(Position annotation records)
┄┄┄┄┄┄┄┄┄┄

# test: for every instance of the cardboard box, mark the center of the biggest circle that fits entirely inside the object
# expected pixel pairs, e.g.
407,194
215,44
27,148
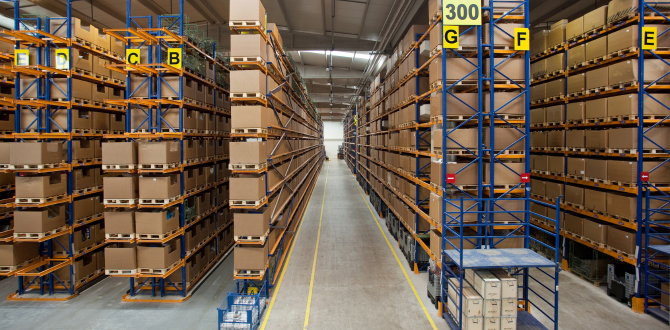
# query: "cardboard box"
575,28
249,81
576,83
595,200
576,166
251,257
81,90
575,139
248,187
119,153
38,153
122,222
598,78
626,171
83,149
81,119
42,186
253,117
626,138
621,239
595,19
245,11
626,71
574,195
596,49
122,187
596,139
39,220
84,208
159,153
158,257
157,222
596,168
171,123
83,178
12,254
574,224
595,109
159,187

┄┄┄┄┄┄┄┄┄┄

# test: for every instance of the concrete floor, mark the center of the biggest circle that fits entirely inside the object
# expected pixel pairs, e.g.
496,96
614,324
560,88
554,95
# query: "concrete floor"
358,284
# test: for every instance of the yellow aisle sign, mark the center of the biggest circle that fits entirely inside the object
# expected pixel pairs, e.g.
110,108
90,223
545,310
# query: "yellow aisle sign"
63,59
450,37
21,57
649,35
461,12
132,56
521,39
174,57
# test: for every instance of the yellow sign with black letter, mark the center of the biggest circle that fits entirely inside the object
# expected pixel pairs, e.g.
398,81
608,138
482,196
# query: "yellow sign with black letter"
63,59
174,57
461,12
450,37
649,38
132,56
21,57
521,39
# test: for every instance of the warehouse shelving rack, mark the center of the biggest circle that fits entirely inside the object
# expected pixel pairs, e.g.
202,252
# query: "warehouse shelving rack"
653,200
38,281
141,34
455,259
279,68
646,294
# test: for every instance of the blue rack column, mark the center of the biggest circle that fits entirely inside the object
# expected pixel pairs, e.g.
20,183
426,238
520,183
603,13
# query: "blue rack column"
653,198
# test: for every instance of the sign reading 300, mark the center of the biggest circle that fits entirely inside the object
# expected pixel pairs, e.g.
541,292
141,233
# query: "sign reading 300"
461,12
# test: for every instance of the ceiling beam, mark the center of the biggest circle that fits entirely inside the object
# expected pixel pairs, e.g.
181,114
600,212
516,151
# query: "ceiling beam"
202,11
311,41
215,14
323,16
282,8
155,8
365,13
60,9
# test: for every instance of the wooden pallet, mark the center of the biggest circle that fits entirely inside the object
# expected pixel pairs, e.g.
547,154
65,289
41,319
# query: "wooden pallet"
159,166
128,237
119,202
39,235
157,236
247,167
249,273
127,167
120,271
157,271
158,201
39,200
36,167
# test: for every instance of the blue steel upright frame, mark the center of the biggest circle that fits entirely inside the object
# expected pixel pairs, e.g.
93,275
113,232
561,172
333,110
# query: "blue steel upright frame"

┄┄┄┄┄┄┄┄┄┄

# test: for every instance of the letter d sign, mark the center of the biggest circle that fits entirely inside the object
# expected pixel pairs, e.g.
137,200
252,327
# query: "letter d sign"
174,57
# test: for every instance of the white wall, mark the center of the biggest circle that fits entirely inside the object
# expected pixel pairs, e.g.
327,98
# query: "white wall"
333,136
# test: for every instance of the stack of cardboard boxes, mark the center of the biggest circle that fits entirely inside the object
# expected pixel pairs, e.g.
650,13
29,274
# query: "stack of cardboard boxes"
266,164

┄┄┄┄┄┄┄┄┄┄

» Given instruction
List each line above that contains the string "blue". Matching is case-sensitive.

» Output for this task
# test: for every instance of the blue rack column, mark the center of the biggest circle that fits entirely inside the object
# query: "blue rack column"
# test: for every instance of the blue steel upright frame, mark the center of the biggest circle that fits entirely inside the object
# query: "blue steel upright frame"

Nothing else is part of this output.